[AVAILABLE DATA Boundary: Start]

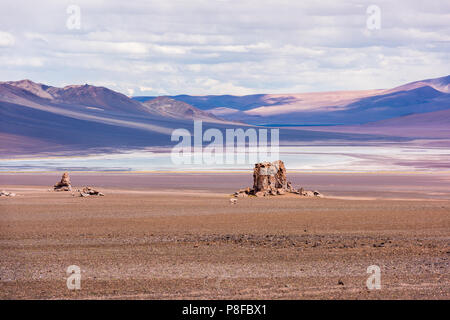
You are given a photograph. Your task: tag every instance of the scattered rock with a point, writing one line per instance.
(318, 194)
(4, 193)
(269, 179)
(64, 184)
(88, 191)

[AVAILABLE DATA Boundary: End]

PROBLEM TO SOLVE: Return all the lines above exactly; none of the pictures should appear.

TASK OUTPUT:
You are given a photograph. Your task: tag every instance of the scattered rock with a point, writing one line per instance.
(318, 194)
(4, 193)
(269, 179)
(64, 184)
(88, 191)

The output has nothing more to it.